ASSIGNED TASK = From the listing below, pull each line that includes "oval".

★ ★ ★ ★ ★

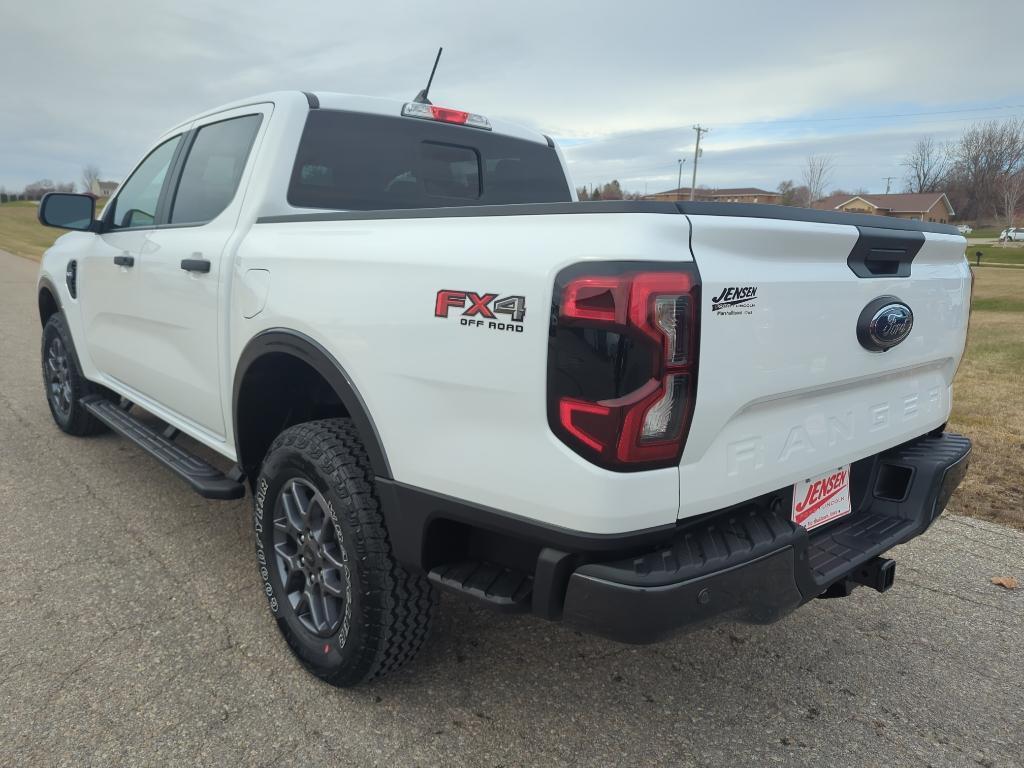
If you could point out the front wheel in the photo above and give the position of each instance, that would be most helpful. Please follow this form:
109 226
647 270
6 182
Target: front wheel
64 381
348 610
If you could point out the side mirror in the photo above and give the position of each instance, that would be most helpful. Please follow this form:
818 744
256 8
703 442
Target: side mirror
68 211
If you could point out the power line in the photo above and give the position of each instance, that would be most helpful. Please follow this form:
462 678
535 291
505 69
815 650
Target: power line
848 118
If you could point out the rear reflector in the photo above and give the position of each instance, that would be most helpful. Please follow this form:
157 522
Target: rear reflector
444 115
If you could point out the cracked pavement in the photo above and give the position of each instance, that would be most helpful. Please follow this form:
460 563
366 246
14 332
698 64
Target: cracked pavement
135 633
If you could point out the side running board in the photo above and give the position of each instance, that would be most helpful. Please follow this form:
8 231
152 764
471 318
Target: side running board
206 479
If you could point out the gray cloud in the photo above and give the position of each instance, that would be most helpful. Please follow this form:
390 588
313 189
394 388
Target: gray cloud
96 83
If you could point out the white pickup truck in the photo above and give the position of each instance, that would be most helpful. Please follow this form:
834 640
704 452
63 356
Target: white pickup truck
432 367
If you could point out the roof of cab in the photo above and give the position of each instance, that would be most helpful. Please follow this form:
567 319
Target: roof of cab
352 102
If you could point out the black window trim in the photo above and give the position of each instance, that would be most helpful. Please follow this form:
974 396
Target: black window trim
298 207
166 208
175 169
110 210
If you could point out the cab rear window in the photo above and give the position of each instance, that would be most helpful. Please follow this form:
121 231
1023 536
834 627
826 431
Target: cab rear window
351 161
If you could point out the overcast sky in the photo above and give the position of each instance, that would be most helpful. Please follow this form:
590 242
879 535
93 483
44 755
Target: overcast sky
620 84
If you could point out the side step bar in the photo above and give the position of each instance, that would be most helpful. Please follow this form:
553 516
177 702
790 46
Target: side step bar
206 479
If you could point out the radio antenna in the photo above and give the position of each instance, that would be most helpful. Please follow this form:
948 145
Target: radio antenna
421 97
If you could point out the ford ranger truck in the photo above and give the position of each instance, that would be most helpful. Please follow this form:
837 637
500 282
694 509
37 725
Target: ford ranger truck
431 367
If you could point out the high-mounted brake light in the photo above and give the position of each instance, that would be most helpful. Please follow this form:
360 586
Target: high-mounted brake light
444 115
636 333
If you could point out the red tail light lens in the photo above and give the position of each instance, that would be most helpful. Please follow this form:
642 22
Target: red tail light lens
636 333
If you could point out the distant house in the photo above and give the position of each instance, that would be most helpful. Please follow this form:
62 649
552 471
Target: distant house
922 207
733 195
103 188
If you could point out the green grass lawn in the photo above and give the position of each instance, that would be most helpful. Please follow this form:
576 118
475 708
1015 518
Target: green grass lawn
20 231
988 400
996 254
986 231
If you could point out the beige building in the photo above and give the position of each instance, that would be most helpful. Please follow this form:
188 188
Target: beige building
103 188
736 195
922 207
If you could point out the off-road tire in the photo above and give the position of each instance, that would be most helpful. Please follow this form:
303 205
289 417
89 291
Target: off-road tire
66 407
388 611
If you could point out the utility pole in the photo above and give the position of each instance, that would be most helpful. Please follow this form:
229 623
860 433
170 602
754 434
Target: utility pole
696 154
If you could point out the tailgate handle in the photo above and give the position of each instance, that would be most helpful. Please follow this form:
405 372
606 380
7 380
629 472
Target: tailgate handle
884 253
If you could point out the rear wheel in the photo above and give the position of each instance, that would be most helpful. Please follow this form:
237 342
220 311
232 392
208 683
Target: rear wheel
64 381
347 609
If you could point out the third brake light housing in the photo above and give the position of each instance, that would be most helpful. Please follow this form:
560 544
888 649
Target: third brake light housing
623 361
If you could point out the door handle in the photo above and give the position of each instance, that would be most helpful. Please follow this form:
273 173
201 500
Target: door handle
196 265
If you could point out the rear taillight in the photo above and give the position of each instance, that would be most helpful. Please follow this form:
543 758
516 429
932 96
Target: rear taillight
622 369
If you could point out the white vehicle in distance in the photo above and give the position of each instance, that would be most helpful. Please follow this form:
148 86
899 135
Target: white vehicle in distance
431 367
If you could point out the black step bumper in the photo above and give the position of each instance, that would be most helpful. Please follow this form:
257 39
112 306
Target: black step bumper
752 563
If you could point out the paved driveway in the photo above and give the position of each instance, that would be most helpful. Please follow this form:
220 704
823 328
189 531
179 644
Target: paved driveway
134 633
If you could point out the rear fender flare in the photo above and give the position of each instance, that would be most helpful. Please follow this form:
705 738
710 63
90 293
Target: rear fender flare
299 345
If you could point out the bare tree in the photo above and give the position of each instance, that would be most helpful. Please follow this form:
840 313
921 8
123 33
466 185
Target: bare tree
982 156
926 166
89 174
817 174
1011 192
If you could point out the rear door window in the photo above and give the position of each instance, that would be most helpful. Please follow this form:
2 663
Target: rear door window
350 161
213 169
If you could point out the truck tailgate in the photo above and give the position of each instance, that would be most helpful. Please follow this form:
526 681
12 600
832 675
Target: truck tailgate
785 390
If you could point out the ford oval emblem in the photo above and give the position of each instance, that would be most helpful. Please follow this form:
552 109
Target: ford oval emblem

★ ★ ★ ★ ★

SOLUTION TO THIS PROBLEM =
If you could point out the ford oval emblem in the photo above and give the position of each instance, that would be most helpful. Please follow this form:
Target: ford oval emblem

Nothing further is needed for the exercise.